[Vision2020] Costco Preferred Over Wal-Mart

g. crabtree jampot at adelphia.net
Wed Aug 30 19:18:39 PDT 2006


I  have admitted in the past that Jeff is a far smarter and better looking 
fellow then myself and I still hold firmly to that position. Perhaps he will 
chime in and fill me in on what your post has to do with the price of goose 
liver in Moscow. If I'm reading you correctly it would seem that you're 
saying that there are workers who are so destitute and dull that they can't 
weigh risk and opportunity to advance in the workplace and that because of 
this they are at the mercy of their current employer. If I've got this 
right, (hard to believe) let me offer up a tip to all these poor benighted 
souls. If your working at some demeaning, going nowhere job at minimum wage 
or less and are receiving no benefits, take a step in the right (upward) 
direction and sign on at Wally World. You'll probably be glad ya did.

Entries from a dataset:
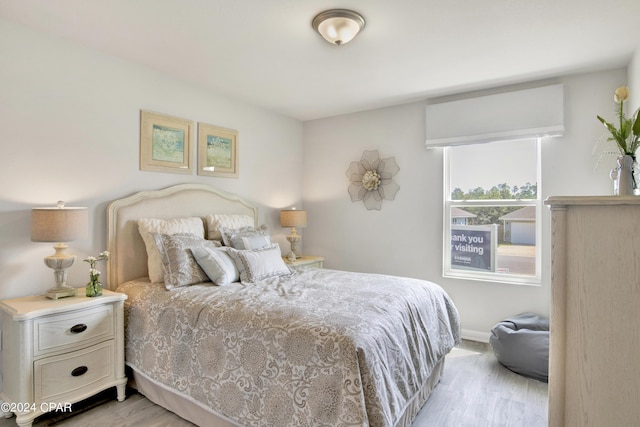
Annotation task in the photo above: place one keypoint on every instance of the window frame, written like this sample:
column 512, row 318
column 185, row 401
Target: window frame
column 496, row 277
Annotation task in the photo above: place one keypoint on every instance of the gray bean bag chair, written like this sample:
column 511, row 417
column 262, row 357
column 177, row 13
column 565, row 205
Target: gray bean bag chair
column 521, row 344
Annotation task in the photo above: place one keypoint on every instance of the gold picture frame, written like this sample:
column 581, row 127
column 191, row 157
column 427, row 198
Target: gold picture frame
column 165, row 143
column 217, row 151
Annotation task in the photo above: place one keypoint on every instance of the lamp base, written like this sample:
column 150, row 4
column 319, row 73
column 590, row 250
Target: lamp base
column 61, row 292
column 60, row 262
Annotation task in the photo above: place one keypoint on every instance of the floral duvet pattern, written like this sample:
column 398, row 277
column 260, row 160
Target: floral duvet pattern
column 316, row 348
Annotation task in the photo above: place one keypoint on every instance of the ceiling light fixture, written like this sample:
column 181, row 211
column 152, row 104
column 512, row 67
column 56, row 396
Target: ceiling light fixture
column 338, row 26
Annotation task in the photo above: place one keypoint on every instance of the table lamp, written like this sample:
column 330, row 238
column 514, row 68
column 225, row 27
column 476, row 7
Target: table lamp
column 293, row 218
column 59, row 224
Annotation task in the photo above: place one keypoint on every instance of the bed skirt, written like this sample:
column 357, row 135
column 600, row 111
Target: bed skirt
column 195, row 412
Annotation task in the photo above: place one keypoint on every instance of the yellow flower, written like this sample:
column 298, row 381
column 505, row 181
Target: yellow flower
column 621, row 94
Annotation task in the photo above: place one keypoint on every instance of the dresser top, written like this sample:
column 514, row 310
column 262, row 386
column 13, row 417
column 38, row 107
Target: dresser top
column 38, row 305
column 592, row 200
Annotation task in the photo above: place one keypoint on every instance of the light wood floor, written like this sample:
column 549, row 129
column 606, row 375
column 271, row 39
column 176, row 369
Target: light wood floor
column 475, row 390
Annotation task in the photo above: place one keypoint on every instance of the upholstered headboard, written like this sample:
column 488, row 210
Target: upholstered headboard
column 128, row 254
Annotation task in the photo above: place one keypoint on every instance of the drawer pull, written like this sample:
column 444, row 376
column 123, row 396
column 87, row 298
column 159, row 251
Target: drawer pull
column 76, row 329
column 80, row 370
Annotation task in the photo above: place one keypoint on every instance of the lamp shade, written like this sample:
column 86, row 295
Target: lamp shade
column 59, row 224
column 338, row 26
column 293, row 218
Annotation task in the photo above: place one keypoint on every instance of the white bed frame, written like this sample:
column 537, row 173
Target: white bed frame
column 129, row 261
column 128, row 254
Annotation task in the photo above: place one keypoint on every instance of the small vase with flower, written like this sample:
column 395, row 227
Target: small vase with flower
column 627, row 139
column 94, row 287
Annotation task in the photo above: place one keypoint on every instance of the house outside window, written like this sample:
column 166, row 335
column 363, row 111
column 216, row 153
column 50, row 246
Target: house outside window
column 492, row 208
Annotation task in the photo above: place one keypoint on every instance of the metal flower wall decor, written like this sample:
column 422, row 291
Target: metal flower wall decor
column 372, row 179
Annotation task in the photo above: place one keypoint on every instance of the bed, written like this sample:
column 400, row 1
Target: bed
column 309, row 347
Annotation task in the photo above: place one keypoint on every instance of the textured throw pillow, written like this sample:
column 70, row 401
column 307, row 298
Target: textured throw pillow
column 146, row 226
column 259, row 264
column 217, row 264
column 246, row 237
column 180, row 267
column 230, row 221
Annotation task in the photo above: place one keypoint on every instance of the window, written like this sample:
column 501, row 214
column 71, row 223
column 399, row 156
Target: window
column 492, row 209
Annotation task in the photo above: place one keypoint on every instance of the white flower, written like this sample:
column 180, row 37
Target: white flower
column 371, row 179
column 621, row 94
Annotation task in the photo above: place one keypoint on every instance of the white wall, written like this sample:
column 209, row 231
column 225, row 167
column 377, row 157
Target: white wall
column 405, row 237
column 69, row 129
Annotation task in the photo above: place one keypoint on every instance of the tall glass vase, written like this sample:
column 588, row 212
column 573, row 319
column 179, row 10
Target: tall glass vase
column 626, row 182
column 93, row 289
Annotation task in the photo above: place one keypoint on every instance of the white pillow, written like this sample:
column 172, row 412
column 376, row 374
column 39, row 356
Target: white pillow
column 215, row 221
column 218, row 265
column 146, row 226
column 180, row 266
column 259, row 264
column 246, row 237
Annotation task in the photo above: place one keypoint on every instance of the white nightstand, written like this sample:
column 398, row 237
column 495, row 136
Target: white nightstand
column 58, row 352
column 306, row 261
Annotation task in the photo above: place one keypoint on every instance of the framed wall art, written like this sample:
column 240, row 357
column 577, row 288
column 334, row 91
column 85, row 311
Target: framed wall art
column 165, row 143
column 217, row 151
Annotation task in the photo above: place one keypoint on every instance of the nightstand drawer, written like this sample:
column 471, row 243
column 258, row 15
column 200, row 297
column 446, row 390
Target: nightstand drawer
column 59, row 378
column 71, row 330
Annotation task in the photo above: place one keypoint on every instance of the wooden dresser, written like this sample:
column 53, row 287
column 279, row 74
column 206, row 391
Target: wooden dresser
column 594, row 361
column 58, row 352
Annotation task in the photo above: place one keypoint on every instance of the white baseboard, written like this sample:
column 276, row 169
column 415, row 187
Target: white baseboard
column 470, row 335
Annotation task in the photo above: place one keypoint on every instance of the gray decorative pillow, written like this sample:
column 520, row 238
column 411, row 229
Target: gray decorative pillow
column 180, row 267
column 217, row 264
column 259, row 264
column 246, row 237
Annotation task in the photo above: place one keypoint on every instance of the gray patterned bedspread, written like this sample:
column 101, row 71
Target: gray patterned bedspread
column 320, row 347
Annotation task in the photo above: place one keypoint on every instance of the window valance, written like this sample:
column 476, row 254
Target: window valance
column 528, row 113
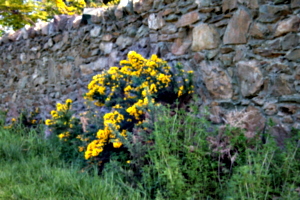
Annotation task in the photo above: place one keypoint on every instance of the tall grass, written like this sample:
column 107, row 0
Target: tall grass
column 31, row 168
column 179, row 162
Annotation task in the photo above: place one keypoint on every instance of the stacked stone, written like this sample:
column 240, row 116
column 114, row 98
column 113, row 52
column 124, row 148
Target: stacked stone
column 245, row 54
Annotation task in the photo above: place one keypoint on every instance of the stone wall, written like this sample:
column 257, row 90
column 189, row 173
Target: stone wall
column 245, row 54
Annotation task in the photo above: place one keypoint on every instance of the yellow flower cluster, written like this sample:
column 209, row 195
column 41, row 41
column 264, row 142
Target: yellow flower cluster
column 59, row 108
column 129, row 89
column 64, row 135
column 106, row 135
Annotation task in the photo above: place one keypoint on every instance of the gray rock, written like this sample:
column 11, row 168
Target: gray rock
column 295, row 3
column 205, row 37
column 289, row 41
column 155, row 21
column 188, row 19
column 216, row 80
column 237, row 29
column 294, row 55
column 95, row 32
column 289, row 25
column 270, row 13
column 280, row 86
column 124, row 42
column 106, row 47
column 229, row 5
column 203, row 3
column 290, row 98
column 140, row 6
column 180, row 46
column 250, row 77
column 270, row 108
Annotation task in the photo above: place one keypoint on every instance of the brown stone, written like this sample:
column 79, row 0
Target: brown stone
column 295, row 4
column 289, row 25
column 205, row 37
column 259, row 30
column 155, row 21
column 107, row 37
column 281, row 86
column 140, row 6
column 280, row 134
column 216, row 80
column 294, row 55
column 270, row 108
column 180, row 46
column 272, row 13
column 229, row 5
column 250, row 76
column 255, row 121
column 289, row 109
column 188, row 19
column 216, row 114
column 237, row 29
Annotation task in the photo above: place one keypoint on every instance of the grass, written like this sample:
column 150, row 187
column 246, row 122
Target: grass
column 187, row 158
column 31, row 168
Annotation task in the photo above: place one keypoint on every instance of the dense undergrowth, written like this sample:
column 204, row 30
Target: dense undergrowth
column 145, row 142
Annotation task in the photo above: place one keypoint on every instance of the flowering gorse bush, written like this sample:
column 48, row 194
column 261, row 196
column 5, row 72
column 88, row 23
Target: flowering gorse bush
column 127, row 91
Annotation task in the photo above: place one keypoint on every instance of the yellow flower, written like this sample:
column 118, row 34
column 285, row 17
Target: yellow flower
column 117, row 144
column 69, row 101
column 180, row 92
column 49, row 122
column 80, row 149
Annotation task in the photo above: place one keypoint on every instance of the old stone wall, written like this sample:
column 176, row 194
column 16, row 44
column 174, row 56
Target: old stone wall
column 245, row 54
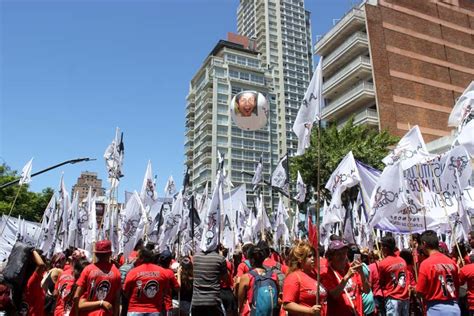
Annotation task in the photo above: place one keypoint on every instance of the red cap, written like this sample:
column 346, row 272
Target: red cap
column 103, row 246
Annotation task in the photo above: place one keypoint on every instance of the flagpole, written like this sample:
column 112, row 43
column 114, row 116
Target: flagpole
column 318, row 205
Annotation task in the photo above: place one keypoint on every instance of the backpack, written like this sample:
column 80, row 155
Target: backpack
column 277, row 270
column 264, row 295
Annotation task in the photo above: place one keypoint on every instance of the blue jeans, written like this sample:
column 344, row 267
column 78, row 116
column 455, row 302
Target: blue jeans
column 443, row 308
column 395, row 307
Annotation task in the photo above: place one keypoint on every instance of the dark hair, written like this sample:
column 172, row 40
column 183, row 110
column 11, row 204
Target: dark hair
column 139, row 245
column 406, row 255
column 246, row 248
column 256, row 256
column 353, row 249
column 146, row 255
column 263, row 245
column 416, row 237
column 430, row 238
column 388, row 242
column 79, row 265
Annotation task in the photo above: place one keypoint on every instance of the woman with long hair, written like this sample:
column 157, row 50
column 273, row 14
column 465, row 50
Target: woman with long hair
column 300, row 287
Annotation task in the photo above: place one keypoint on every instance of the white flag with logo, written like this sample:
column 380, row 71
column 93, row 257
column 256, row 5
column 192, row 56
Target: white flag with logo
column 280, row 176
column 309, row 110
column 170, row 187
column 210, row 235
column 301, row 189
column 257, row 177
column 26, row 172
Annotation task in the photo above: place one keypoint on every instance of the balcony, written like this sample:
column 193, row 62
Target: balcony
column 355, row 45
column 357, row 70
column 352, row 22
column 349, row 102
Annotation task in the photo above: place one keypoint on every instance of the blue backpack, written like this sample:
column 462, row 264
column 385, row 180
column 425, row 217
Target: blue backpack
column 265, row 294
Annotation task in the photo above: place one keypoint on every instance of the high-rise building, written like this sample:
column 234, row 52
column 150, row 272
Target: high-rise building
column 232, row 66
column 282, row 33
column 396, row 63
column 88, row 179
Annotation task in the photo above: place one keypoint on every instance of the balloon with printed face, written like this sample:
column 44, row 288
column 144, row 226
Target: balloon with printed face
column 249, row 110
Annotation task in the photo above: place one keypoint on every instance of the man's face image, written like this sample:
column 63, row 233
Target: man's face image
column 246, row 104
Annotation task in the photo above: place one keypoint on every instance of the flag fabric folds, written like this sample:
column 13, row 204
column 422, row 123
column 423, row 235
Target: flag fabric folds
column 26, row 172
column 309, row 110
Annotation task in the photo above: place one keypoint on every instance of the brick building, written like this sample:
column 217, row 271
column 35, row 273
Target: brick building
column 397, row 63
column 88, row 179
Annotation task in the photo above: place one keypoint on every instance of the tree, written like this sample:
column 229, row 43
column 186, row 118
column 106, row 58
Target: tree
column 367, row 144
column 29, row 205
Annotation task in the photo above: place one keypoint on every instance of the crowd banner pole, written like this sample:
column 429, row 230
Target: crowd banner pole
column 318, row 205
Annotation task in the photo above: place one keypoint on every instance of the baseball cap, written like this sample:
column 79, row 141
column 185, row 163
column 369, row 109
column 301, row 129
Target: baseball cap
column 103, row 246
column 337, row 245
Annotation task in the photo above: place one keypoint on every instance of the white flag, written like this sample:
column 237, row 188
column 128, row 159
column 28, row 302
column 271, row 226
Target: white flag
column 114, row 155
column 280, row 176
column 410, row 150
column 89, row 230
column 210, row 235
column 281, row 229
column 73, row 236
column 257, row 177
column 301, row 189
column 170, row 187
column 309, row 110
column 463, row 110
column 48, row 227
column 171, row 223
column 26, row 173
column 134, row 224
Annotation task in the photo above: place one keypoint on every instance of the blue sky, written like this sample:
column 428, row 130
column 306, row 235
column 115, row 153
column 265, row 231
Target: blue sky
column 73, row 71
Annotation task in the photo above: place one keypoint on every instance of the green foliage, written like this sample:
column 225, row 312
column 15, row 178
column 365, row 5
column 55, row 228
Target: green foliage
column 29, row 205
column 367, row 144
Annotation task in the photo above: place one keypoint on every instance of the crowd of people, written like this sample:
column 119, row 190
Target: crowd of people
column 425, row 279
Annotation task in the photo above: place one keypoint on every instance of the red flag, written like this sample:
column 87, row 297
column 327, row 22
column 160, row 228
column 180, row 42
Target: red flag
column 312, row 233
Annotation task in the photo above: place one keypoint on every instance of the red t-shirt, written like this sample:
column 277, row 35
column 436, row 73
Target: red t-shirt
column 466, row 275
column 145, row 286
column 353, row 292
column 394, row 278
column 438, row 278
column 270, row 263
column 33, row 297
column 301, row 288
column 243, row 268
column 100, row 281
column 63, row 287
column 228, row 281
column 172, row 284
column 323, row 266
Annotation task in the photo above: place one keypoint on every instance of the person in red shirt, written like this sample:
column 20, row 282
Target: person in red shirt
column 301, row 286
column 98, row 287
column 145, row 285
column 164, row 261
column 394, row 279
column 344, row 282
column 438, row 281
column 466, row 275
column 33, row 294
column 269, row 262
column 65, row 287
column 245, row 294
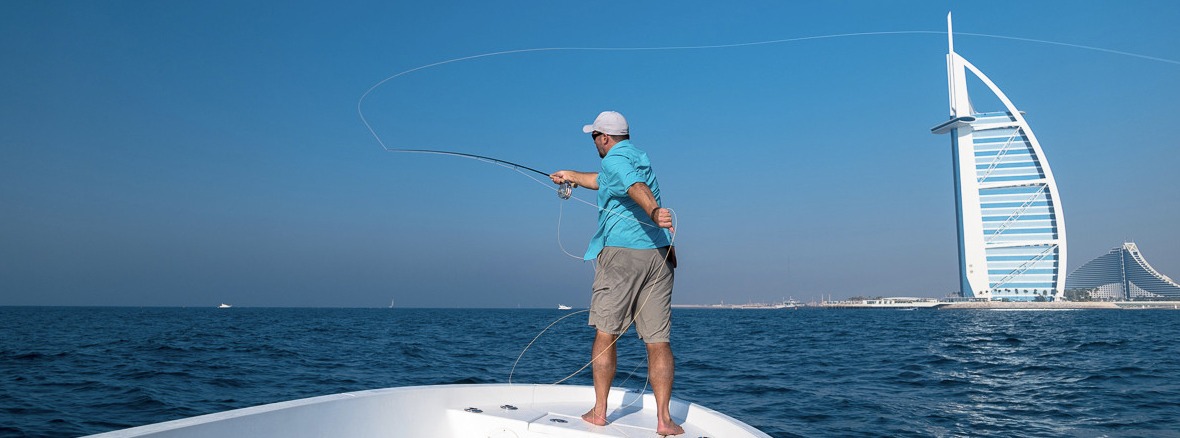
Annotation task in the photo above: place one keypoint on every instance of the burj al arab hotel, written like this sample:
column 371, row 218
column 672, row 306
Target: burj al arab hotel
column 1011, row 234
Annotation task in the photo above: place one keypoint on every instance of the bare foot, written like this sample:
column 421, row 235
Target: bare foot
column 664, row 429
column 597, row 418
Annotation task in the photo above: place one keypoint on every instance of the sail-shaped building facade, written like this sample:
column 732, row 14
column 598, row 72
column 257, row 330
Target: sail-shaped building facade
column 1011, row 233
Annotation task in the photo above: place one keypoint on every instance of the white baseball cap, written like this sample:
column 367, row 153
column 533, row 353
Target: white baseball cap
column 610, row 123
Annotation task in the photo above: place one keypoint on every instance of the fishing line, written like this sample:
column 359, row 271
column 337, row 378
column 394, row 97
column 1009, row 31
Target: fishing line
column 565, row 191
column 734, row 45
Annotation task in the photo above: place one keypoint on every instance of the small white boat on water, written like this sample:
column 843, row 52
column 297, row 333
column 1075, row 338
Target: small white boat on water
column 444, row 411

PROBLEM SET:
a) From the Costco post, reproduce the passage starting with "g. crabtree jampot" and going on through "the right (upward)".
b) Render this sentence from the Costco post in Spanish: "If I've got this right, (hard to believe) let me offer up a tip to all these poor benighted souls."
The entries have no part in this exercise.

OUTPUTS IN ORDER:
a)
g. crabtree jampot at adelphia.net
Wed Aug 30 19:18:39 PDT 2006


I  have admitted in the past that Jeff is a far smarter and better looking 
fellow then myself and I still hold firmly to that position. Perhaps he will 
chime in and fill me in on what your post has to do with the price of goose 
liver in Moscow. If I'm reading you correctly it would seem that you're 
saying that there are workers who are so destitute and dull that they can't 
weigh risk and opportunity to advance in the workplace and that because of 
this they are at the mercy of their current employer. If I've got this 
right, (hard to believe) let me offer up a tip to all these poor benighted 
souls. If your working at some demeaning, going nowhere job at minimum wage 
or less and are receiving no benefits, take a step in the right (upward)

b) Si lo he entendido bien (cosa difícil de creer), permítanme ofrecer un consejo a todas estas pobres almas ignorantes.